_DIRECTIVE_
Please quote every one of the following lines word for word, with no changes.

_AVAILABLE RECORDS_
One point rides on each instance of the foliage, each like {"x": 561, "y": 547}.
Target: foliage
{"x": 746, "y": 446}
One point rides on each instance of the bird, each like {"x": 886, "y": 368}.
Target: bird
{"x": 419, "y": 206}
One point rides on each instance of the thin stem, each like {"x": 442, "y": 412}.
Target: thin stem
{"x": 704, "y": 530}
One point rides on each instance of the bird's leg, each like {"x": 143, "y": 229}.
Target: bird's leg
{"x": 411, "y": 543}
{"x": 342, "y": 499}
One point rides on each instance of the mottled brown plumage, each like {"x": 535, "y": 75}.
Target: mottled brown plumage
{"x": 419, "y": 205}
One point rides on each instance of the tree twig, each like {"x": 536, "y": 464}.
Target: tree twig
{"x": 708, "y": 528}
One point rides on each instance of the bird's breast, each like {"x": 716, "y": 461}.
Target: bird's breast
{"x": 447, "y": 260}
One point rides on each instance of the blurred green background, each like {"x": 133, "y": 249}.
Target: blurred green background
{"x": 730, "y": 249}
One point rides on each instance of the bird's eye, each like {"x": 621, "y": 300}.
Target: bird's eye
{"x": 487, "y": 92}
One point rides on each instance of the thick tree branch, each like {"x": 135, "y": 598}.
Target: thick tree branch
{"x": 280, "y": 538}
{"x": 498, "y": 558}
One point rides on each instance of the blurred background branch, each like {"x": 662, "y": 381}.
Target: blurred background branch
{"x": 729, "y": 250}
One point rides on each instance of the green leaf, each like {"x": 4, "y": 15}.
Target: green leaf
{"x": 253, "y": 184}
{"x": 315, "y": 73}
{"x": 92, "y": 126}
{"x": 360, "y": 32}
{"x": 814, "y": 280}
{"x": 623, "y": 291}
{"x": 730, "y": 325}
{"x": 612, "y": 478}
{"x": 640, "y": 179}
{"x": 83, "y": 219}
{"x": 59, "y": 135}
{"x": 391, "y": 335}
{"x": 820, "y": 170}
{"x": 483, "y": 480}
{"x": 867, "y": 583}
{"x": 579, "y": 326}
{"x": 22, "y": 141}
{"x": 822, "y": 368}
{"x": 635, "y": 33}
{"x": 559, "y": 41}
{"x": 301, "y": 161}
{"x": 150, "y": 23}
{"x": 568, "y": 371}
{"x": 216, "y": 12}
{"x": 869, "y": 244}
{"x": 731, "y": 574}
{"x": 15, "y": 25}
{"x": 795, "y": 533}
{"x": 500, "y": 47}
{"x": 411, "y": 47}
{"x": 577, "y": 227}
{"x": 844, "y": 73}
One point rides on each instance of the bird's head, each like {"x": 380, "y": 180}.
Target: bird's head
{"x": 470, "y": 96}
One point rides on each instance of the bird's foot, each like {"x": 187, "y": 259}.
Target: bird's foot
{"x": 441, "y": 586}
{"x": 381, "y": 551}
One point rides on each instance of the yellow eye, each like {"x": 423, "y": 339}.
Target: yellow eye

_SOLUTION FOR THIS EXERCISE_
One point rides on each instance of the foliage, each like {"x": 561, "y": 547}.
Target: foliage
{"x": 746, "y": 446}
One point rides on each instance of the bird, each like {"x": 886, "y": 368}.
Target: bird
{"x": 419, "y": 206}
One point rides on each instance of the thin stem, each like {"x": 442, "y": 412}.
Target: thin stem
{"x": 704, "y": 530}
One point rides on each instance of the bird's leg, each like {"x": 143, "y": 229}.
Target: bird's leg
{"x": 411, "y": 543}
{"x": 342, "y": 499}
One point rides on each instance of the mottled brown plumage, each like {"x": 535, "y": 75}.
Target: mottled brown plumage
{"x": 419, "y": 205}
One point rides on each instance of the tree twig, each like {"x": 536, "y": 464}.
Target: tree twig
{"x": 708, "y": 528}
One point rides on each instance of the bird's breast, each like {"x": 716, "y": 461}.
Target: bird's breast
{"x": 447, "y": 260}
One point rides on each instance of the blurred green background, each like {"x": 133, "y": 249}.
Target: blurred green background
{"x": 730, "y": 249}
One point rides on each instance of the bird's eye, each like {"x": 621, "y": 300}.
Target: bird's eye
{"x": 487, "y": 92}
One point rides on each instance of the thick tree branch, each like {"x": 135, "y": 598}.
Target: thick tree branch
{"x": 280, "y": 538}
{"x": 498, "y": 558}
One point rides on each instance of the blurred background branch, each like {"x": 662, "y": 381}.
Target: blurred background branch
{"x": 729, "y": 250}
One point rides on each instance of the green leaf, each like {"x": 4, "y": 15}.
Target: green leaf
{"x": 253, "y": 184}
{"x": 315, "y": 73}
{"x": 92, "y": 126}
{"x": 360, "y": 32}
{"x": 814, "y": 280}
{"x": 623, "y": 291}
{"x": 730, "y": 325}
{"x": 612, "y": 478}
{"x": 640, "y": 179}
{"x": 83, "y": 219}
{"x": 59, "y": 135}
{"x": 391, "y": 335}
{"x": 820, "y": 170}
{"x": 483, "y": 480}
{"x": 867, "y": 583}
{"x": 579, "y": 326}
{"x": 22, "y": 141}
{"x": 822, "y": 368}
{"x": 635, "y": 33}
{"x": 559, "y": 41}
{"x": 301, "y": 161}
{"x": 150, "y": 23}
{"x": 568, "y": 371}
{"x": 216, "y": 12}
{"x": 869, "y": 244}
{"x": 731, "y": 574}
{"x": 15, "y": 25}
{"x": 795, "y": 533}
{"x": 500, "y": 47}
{"x": 411, "y": 47}
{"x": 577, "y": 227}
{"x": 844, "y": 73}
One point rides on each instance of the bird's head, each like {"x": 380, "y": 180}.
Target: bird's head
{"x": 470, "y": 96}
One point rides on each instance of the bird's foot, each like {"x": 187, "y": 259}.
Target: bird's foot
{"x": 441, "y": 586}
{"x": 381, "y": 551}
One point rides on each instance of the yellow eye, each like {"x": 423, "y": 339}.
Target: yellow eye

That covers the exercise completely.